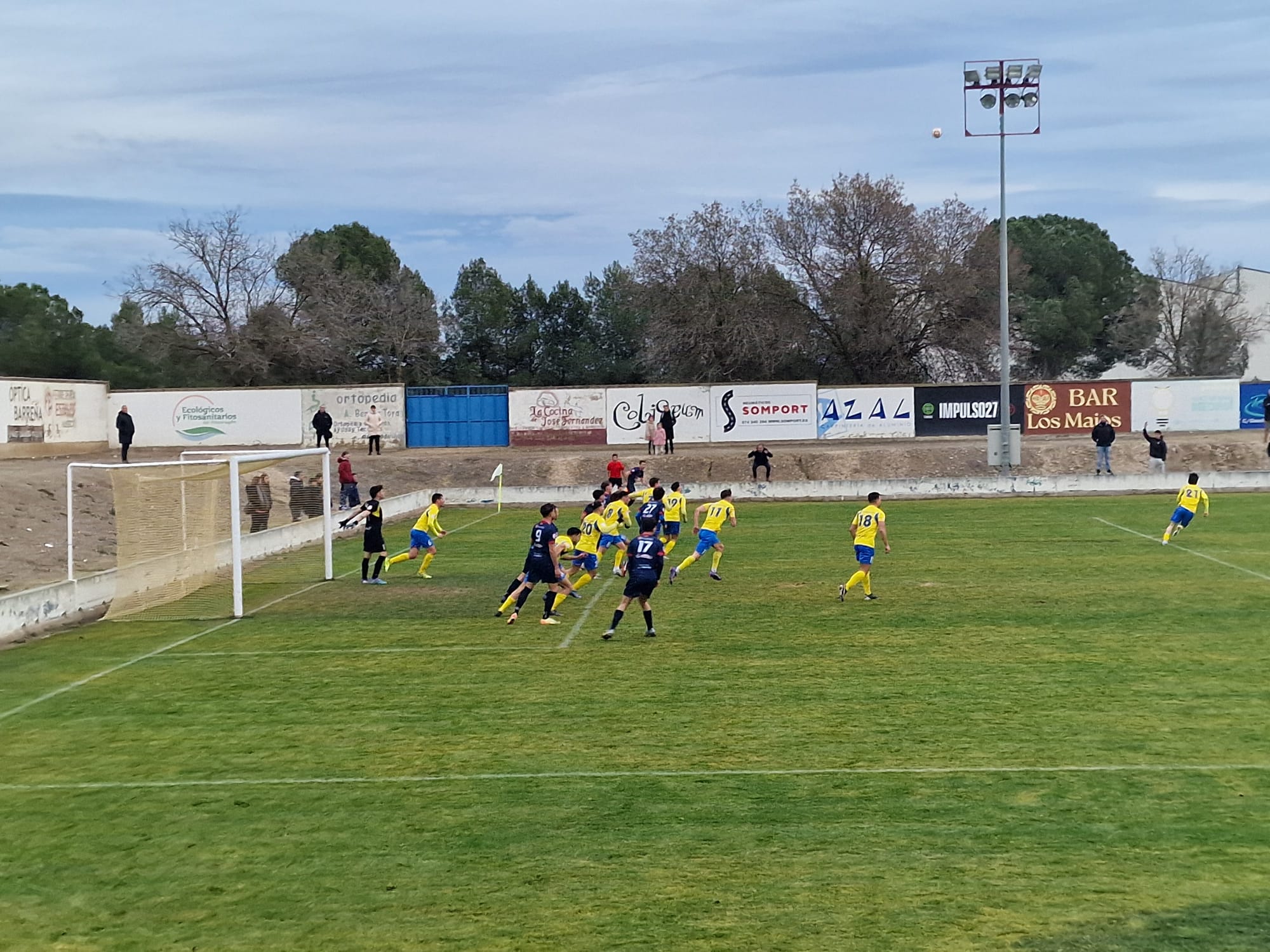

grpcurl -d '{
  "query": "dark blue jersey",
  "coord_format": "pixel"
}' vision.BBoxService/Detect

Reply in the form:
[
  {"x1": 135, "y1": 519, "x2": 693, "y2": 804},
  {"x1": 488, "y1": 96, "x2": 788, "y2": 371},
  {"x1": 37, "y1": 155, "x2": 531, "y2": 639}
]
□ □ □ □ □
> _Problem description_: Can you return the records above verbatim, line for line, leaving out the pictures?

> _Full response_:
grpcurl -d '{
  "query": "dark blue jersey",
  "coord_format": "pixel"
}' vision.BBoxService/Detect

Reply in the form:
[
  {"x1": 135, "y1": 519, "x2": 693, "y2": 804},
  {"x1": 488, "y1": 96, "x2": 788, "y2": 371},
  {"x1": 37, "y1": 155, "x2": 531, "y2": 639}
]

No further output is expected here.